▸ Excerpted data
#####
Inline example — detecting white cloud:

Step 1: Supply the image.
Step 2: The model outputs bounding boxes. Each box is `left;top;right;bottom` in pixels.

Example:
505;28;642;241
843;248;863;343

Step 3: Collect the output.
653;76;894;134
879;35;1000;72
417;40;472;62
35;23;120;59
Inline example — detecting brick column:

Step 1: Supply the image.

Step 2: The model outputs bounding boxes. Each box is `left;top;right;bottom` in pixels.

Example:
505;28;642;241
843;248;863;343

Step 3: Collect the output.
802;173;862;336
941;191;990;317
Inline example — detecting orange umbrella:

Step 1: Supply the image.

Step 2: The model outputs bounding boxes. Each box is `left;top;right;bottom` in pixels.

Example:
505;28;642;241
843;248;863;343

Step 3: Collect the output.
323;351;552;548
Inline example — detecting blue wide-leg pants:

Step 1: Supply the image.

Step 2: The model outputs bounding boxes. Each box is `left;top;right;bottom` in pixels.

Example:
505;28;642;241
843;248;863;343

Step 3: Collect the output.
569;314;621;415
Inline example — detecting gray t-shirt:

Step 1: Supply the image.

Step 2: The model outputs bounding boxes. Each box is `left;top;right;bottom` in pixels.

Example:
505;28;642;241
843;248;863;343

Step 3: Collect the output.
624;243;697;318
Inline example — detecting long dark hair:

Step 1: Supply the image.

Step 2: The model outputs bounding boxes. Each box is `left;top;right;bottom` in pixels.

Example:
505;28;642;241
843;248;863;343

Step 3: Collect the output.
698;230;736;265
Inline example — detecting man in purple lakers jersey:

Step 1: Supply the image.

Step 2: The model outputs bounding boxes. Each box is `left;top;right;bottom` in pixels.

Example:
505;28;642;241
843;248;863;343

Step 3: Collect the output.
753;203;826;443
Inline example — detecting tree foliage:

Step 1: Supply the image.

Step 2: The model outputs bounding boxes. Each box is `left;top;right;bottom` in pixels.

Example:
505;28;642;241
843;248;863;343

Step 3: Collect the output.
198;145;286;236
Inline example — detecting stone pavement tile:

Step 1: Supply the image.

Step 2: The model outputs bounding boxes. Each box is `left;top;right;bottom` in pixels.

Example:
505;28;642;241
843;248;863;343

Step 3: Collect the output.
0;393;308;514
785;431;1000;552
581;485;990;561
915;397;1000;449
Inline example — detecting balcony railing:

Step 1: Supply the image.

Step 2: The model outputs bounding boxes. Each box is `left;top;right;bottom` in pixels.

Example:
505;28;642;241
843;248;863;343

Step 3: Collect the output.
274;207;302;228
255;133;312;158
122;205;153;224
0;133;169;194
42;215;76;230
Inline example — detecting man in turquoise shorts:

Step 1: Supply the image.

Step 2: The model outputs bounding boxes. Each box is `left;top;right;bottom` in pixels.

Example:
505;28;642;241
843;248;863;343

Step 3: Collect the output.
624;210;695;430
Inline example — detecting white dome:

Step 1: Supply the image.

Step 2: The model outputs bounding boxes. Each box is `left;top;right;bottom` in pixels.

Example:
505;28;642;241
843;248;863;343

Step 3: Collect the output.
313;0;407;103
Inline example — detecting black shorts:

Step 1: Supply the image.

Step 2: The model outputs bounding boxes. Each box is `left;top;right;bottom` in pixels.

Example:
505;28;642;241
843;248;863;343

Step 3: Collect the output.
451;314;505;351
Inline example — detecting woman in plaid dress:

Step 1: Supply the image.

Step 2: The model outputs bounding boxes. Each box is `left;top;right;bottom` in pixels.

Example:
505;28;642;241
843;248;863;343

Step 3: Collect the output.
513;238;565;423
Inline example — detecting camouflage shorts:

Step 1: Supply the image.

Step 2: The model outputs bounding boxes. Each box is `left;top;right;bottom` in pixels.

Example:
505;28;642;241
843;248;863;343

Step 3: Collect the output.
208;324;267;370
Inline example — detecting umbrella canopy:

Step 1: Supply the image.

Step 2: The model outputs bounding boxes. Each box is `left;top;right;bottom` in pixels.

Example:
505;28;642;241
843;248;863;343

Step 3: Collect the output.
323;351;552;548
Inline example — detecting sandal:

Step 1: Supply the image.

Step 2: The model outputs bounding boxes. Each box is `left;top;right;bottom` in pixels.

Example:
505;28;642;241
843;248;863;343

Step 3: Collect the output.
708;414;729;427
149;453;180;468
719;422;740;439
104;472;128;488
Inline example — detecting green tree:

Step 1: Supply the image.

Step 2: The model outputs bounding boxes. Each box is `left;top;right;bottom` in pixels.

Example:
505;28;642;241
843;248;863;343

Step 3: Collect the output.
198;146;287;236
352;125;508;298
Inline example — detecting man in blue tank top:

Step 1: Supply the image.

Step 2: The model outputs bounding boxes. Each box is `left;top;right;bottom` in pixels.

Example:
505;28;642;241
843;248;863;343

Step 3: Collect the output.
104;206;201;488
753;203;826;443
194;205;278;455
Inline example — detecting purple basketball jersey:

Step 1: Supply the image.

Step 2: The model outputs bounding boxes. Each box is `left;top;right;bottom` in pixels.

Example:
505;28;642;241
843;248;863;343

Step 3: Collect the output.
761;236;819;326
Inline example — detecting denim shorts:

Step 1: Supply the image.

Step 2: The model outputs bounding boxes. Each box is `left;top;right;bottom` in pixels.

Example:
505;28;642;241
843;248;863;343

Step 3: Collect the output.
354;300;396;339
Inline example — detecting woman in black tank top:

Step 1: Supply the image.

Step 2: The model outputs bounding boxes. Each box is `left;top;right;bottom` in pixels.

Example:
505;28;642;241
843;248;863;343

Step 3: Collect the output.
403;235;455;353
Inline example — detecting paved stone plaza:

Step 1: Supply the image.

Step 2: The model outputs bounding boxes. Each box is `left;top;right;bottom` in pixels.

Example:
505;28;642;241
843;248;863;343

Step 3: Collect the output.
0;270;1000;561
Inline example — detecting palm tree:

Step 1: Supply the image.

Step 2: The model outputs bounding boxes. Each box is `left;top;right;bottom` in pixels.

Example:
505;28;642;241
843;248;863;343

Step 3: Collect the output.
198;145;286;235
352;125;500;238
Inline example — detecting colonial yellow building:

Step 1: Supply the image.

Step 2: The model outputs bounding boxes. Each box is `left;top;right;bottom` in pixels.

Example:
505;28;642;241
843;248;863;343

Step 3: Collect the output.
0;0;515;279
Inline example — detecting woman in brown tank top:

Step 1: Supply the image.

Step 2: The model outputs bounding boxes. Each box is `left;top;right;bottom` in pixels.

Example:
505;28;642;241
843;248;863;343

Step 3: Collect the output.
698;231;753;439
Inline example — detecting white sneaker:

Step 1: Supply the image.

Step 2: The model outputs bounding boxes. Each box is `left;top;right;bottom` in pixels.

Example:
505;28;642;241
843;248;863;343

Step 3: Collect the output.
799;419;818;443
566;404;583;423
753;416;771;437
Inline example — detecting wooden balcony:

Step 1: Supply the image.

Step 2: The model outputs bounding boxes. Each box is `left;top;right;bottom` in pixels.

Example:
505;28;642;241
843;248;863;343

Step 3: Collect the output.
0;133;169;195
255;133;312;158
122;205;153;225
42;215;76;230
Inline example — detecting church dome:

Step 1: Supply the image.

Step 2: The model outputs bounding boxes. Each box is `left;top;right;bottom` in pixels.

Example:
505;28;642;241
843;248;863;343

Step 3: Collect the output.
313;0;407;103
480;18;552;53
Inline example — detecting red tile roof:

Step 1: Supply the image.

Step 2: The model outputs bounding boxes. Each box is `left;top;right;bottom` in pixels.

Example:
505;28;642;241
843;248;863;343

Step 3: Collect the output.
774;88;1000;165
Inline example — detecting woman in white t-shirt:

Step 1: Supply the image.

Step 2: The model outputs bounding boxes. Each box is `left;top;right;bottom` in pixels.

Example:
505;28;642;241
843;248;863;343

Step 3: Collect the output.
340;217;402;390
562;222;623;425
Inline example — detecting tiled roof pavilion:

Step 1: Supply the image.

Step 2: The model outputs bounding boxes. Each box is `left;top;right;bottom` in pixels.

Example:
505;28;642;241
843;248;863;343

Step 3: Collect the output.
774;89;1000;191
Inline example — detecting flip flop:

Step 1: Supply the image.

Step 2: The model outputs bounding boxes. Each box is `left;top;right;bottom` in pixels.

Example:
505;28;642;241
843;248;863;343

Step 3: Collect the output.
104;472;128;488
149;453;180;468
#####
▸ Problem to work on
Reproduce the data from the line with "Inline example — detecting red" to the line with "774;88;1000;165", changing "Supply" to "Provide" and leaving all else unaltered.

▸ Answer to the problem
Inline example — detecting red tile roof:

Step 1: Provide the image.

Step 2: The model outputs bounding boxes. Each box is `left;top;right;bottom` in pixels.

Example:
505;28;642;241
843;248;863;343

Step 3: Collect the output.
774;88;1000;165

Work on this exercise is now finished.